§ **WORK TO COMPLETE**
Provide the number of lines below that include "peak", without any other words.

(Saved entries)
=-=-=
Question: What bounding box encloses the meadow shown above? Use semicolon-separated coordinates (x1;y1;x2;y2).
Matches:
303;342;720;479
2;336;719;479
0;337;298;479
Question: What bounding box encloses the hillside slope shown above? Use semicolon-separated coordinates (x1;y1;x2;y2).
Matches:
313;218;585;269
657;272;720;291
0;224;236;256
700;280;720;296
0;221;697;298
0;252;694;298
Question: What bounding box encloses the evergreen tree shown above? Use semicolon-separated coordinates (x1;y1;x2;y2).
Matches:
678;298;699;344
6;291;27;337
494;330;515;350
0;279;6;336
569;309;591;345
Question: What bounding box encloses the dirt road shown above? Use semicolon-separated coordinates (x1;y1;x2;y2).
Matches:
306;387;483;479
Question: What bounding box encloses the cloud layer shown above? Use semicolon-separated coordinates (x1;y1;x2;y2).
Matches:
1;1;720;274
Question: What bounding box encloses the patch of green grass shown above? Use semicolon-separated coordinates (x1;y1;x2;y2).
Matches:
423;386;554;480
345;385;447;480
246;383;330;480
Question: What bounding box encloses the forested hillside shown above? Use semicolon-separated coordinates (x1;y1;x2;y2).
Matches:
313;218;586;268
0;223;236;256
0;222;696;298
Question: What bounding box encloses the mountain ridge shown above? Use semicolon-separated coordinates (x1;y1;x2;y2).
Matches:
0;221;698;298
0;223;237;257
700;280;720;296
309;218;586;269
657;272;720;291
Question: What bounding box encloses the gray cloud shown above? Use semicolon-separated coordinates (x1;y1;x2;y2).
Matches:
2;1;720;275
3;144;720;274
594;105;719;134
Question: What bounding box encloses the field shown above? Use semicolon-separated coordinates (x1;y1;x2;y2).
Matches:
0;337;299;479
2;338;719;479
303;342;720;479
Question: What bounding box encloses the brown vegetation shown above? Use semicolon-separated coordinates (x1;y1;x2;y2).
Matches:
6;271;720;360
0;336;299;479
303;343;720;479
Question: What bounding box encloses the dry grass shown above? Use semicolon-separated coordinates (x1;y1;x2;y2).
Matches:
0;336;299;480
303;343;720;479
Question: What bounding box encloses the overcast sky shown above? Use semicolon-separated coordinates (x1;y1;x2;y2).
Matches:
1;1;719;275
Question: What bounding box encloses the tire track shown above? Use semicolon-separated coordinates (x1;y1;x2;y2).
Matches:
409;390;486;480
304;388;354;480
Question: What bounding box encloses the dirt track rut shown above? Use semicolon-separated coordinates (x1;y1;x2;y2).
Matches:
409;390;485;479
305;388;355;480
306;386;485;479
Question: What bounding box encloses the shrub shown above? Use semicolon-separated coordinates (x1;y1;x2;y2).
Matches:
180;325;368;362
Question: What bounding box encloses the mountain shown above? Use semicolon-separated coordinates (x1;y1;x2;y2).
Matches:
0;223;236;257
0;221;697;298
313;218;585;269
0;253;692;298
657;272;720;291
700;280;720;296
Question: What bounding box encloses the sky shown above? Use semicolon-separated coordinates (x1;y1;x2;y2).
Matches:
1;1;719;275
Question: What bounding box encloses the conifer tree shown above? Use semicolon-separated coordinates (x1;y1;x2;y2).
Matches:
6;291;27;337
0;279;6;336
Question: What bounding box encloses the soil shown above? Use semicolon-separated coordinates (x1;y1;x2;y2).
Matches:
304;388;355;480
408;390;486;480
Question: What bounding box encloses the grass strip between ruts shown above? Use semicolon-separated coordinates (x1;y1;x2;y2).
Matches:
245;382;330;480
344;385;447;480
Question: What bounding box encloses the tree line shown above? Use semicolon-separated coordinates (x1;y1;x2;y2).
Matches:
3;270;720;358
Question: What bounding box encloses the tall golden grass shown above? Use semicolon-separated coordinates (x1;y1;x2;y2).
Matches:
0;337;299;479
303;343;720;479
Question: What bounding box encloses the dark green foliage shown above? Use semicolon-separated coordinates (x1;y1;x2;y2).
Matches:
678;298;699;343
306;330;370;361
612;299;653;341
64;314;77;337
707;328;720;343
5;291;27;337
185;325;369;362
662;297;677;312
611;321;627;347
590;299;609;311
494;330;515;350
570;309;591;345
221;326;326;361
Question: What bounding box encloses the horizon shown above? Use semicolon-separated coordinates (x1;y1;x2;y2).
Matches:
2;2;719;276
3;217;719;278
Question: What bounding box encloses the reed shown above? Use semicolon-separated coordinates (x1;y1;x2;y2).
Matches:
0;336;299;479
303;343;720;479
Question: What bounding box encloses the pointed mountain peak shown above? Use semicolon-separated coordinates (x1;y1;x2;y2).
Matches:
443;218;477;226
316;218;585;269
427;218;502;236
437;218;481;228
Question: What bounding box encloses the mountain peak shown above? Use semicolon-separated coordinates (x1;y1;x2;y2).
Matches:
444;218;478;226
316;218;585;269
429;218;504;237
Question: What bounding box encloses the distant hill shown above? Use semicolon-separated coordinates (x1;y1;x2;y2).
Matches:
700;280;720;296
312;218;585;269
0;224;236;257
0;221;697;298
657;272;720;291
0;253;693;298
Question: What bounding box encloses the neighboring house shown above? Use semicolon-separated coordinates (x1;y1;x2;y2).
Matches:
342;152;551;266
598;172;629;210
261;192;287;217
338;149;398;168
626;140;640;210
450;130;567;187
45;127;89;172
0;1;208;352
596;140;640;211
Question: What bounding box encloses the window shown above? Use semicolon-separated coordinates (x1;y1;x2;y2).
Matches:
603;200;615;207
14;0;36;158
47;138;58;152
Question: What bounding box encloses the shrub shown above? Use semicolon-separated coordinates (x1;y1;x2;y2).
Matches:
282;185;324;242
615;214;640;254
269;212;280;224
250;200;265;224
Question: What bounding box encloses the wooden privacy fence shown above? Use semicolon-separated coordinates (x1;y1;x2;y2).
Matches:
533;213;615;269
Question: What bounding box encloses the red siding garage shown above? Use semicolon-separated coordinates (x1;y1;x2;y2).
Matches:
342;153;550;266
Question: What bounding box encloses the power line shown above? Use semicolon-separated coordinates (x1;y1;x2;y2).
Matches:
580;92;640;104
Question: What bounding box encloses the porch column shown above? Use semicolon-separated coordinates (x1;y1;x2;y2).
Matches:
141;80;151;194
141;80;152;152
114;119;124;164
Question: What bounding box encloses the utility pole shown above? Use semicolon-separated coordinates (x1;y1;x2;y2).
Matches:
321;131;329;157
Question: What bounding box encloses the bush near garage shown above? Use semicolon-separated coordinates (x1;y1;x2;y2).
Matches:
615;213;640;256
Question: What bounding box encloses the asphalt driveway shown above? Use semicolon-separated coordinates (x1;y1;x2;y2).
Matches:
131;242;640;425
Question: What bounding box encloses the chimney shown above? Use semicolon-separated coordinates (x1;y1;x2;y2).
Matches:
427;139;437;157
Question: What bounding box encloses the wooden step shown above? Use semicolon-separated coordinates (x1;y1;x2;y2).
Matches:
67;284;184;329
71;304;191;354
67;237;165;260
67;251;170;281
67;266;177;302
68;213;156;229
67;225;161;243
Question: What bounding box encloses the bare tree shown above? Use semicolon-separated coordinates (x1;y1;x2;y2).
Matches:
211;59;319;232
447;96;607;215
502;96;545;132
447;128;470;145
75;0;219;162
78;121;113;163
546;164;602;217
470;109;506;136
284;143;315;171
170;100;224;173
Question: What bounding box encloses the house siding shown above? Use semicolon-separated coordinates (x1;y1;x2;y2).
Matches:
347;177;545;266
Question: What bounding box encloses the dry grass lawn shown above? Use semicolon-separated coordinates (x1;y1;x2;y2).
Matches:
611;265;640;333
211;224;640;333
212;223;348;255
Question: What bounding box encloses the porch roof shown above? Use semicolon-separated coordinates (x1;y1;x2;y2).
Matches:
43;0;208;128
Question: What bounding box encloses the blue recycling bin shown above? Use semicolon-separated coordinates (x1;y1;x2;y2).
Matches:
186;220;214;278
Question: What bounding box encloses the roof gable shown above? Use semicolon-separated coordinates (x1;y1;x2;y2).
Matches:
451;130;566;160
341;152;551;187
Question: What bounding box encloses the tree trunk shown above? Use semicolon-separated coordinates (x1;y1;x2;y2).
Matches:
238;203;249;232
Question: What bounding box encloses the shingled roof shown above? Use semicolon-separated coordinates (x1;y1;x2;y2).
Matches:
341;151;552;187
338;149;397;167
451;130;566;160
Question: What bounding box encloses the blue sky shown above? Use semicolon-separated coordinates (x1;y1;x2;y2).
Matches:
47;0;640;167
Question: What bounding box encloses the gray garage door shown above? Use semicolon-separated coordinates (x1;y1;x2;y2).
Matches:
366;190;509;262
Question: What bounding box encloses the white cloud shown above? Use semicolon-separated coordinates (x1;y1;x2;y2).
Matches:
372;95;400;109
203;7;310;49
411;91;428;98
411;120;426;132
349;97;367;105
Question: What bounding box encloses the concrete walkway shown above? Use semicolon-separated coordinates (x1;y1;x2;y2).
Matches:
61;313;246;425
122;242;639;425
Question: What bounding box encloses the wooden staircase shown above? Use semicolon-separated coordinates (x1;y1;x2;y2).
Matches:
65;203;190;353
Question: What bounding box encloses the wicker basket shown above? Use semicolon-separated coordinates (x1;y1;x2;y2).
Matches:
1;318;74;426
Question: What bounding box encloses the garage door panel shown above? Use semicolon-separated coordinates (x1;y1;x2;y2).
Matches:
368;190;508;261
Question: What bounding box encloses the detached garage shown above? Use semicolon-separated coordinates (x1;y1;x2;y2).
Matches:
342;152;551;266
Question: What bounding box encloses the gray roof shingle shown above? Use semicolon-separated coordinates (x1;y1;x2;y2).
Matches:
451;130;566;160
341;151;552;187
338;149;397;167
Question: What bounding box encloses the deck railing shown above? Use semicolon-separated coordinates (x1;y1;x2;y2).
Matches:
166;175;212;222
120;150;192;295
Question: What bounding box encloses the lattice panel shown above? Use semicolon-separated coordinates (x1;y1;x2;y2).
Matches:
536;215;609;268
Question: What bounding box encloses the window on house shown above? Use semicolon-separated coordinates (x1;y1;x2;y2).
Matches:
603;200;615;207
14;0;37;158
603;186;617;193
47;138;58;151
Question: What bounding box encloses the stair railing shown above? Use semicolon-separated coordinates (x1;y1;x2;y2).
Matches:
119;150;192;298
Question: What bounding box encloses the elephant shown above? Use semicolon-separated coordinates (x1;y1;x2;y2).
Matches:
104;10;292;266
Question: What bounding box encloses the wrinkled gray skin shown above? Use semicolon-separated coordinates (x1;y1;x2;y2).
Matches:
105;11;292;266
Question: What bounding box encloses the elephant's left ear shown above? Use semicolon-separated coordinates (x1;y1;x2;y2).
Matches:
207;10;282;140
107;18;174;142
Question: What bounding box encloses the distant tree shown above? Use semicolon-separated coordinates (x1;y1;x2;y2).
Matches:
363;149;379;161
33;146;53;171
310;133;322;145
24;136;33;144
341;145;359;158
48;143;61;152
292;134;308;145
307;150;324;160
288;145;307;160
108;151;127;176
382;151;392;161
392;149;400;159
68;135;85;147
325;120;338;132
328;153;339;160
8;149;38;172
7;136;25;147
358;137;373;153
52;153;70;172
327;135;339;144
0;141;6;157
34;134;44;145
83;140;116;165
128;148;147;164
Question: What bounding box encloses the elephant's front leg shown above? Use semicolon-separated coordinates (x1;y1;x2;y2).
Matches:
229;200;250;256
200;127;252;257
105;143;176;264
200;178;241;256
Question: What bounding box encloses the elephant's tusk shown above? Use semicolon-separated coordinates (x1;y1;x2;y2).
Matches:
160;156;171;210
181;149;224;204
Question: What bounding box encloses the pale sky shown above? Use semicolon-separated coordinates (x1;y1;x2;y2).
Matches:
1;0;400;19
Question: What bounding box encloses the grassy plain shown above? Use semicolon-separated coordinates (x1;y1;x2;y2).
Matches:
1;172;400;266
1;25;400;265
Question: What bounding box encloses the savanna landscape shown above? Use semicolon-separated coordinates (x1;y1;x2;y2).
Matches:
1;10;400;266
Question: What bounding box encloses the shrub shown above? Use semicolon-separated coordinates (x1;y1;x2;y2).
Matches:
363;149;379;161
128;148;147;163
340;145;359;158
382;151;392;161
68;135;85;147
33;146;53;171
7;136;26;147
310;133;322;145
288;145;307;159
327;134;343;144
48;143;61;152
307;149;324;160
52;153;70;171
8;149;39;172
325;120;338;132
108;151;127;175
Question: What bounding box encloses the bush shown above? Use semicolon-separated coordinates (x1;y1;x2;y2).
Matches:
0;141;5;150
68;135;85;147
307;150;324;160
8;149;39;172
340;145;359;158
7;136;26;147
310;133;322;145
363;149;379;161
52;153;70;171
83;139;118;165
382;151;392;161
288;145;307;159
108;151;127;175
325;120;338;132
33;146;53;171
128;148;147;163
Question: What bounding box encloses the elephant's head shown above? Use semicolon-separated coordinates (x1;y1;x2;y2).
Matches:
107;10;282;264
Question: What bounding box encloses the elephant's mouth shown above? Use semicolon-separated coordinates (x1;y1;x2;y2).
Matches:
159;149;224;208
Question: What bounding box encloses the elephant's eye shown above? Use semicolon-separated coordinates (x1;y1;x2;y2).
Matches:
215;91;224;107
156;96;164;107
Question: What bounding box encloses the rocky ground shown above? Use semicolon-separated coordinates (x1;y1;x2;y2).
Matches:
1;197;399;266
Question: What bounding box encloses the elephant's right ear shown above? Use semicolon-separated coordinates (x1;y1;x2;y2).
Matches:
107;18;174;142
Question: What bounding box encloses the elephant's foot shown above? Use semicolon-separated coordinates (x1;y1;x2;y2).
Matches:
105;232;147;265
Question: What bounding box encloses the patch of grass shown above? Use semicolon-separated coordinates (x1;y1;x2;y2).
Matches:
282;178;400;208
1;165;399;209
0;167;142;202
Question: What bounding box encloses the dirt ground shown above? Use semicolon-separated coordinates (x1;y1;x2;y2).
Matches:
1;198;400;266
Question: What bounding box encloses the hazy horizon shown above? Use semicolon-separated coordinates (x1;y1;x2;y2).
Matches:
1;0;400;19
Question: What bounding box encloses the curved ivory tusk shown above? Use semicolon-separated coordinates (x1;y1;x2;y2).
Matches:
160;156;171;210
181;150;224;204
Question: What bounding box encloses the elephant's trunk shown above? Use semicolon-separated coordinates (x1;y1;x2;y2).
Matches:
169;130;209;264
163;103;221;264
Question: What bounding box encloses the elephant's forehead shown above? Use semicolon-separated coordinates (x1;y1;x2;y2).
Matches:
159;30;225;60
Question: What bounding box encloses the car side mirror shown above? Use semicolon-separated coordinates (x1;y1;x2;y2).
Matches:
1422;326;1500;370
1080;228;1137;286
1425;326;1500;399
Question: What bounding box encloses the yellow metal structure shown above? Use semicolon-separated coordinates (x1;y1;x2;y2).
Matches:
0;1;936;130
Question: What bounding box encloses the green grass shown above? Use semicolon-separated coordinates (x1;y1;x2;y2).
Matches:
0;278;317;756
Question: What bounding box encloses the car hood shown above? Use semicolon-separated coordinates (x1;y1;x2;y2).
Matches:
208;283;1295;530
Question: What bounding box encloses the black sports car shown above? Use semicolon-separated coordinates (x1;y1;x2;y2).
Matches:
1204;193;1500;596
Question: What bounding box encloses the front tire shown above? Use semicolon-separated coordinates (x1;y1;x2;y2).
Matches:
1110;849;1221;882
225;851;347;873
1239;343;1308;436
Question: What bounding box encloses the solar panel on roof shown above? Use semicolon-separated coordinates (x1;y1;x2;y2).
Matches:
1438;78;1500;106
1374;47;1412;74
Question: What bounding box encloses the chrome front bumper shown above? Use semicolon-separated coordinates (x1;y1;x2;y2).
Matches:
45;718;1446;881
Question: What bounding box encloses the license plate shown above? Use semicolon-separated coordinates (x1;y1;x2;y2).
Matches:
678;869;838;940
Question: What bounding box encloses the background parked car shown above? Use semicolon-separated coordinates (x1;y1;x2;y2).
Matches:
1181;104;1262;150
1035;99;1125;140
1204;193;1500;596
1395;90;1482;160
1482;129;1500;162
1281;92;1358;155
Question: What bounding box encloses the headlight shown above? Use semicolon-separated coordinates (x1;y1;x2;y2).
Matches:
=-=-=
§ **OUTPUT FOR THIS TASK**
2